- **Your assignment**
Resume the article on seniors using home equity after downsizing, starting right after its last paragraph about monthly fees and extra care at senior living communities. The lines that follow the article are not part of it.

- **Extract provided**
-- Opening Marker --

Downsizing from your current home can be a difficult decision for seniors. But it can also open up all sorts of opportunities. For instance, selling your home can free up your home equity, meaning that you can use proceeds from the sale to help pay for future living expenses and other priorities in your life.
If you’re moving to a senior living community, some of that money will pay for the monthly cost of living there. If there’s money left over, you may choose to do any number of things with it like paying for travel or other big-ticket items or giving some to family. It’s entirely up to you.
How far will your home equity go?
But before parting with any of that money, you’ll want to get a clear idea of how far your current home equity will go after you sell your home. Part of that calculation is estimating what you need to set aside for future living expenses. Here’s where you may want to consult a financial advisor. They can help you come up with a financial plan that anticipates what those future expenses might be, factors in your current assets and retirement income, and identifies possible tax considerations.
When estimating your future senior living expenses, consider what’s included in your monthly payments and what isn’t. Some senior living communities may have a basic care package that’s included in the monthly fee. Additional care may be available for an extra fee. Although you may not need additional care now, you may want to include it in your calculation in the event you need it at some point in the future.

-- Closing Marker --

- **Entries supplied**
-- Opening Marker --

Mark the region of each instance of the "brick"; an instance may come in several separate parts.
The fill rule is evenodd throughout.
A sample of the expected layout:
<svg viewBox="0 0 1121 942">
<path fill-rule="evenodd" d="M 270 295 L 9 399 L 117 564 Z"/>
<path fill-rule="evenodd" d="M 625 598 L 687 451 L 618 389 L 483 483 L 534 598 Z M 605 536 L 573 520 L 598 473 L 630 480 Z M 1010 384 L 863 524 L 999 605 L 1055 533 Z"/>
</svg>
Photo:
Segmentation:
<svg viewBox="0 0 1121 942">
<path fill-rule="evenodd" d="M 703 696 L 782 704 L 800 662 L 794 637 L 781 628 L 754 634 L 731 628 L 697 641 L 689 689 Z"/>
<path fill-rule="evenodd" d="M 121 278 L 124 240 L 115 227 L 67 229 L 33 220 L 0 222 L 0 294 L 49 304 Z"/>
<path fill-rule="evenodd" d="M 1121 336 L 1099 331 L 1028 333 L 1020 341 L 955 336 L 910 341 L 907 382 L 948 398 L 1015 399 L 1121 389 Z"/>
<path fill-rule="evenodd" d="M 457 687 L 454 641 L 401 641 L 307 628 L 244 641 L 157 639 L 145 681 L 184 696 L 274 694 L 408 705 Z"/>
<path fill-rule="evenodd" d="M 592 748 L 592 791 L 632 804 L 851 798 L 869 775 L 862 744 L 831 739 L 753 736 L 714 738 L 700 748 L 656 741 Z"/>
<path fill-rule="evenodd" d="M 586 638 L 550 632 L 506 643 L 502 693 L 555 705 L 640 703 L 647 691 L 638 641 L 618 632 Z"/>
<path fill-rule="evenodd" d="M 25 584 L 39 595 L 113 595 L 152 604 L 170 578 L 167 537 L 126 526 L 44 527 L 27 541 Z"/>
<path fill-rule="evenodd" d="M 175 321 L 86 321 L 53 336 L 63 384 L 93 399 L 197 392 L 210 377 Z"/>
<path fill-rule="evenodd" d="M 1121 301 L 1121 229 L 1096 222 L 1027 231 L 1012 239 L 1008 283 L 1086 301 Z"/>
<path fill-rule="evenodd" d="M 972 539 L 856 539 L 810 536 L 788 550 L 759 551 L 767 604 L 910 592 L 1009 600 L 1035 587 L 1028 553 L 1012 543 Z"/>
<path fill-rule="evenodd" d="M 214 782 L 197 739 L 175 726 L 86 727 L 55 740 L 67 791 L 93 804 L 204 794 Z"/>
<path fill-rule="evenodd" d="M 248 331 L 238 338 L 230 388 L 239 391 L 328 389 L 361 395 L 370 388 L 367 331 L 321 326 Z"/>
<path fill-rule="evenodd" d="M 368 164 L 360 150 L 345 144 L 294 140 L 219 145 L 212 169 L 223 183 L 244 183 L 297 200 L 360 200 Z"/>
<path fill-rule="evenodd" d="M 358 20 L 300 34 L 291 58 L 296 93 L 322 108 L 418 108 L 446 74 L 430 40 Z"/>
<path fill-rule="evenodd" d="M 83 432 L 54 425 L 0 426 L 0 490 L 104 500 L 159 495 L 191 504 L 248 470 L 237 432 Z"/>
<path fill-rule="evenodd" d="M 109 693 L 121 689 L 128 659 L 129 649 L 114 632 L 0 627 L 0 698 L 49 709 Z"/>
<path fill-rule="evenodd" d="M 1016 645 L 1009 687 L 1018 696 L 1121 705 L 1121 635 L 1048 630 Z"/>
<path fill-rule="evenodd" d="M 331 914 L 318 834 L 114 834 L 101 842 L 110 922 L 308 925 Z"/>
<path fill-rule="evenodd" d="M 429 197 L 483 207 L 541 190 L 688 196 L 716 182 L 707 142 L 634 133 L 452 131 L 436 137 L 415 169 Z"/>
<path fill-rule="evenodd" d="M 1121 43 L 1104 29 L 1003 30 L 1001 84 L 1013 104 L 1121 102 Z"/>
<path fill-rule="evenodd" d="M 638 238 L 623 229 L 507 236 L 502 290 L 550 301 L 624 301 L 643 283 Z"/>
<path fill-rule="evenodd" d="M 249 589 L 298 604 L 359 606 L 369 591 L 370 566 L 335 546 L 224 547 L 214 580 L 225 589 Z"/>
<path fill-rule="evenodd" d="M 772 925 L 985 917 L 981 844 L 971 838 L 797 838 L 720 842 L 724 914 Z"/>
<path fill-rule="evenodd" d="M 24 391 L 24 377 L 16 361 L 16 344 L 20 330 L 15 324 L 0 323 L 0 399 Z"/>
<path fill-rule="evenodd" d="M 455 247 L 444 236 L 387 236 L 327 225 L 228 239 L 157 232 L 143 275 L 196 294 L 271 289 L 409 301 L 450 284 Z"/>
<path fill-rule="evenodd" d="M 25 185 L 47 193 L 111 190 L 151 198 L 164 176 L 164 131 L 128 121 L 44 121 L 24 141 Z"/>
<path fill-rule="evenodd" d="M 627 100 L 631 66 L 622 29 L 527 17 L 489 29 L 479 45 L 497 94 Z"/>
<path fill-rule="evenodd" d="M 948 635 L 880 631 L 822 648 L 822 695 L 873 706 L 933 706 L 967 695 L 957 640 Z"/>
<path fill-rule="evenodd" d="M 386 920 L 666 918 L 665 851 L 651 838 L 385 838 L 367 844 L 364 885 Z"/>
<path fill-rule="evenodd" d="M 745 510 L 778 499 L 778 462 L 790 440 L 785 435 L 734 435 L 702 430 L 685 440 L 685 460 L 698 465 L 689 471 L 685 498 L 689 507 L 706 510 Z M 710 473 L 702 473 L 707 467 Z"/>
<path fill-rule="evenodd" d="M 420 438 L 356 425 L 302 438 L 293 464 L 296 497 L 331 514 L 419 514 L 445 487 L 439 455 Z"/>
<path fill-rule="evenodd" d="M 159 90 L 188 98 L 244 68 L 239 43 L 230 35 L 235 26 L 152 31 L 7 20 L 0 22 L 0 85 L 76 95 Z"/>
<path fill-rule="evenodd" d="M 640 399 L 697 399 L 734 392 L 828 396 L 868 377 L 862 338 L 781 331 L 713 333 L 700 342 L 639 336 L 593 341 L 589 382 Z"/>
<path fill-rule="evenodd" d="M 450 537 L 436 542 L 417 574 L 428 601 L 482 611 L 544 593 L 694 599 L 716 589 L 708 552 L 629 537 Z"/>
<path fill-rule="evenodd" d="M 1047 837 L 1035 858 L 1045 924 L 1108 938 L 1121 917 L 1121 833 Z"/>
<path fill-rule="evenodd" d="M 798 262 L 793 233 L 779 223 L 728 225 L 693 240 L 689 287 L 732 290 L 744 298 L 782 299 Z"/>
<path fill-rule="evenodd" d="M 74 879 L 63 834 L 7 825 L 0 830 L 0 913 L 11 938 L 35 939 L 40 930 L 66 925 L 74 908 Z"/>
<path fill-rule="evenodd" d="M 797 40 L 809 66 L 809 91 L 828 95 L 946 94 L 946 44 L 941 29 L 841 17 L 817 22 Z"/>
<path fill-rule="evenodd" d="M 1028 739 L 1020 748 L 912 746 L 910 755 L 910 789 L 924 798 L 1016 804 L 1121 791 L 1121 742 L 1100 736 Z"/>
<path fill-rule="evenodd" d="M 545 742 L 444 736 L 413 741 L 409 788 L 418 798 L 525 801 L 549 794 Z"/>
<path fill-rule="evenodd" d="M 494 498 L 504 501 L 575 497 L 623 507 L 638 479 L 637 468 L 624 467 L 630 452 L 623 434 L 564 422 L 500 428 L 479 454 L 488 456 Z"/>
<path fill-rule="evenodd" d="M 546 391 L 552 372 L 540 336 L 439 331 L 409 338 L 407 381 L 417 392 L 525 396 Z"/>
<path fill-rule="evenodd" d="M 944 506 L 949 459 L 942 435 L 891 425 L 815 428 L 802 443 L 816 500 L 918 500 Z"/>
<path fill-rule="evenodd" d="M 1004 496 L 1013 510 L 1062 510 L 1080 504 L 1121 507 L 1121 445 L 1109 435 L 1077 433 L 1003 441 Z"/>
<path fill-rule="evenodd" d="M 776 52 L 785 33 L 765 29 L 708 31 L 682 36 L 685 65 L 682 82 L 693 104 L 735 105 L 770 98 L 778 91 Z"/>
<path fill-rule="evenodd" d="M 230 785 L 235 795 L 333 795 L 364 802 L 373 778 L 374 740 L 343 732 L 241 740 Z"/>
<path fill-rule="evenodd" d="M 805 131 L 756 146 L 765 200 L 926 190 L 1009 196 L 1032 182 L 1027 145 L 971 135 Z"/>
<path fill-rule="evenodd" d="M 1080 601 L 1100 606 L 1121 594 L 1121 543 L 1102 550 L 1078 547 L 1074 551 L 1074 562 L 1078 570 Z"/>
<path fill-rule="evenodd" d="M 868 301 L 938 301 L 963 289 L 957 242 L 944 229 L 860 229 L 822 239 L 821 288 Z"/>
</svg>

-- Closing Marker --

- **Solved problem**
As an example, here’s what the monthly fee at a Sinceri senior living community gets you:
- ApartmentSuite with utilities
- Access to 24-hour care
- Medication management
Once you’re confident that you’ve accounted for all possible future living expenses, it will be easier for you and your financial advisor to understand what flexibility you have when it comes to spending or reinvesting the proceeds from the sale of your current home.
What if selling your home isn’t an option?
That’s all very good if you’re able to sell your current home, but what if that’s not an option? Maybe your spouse requires memory care, but you intend to keep living in your current home. What do you do then?
In this sort of situation, you may want to consider a reverse mortgage. A reverse mortgage is a loan that allows you to convert your home equity into cash income with no monthly mortgage payments. Instead, the entire loan balance becomes due and payable when the borrower dies, moves away permanently, or sells the home.
But if you do consider this option, be sure to deal with a reputable financial institution. There are reverse mortgage scams that target seniors.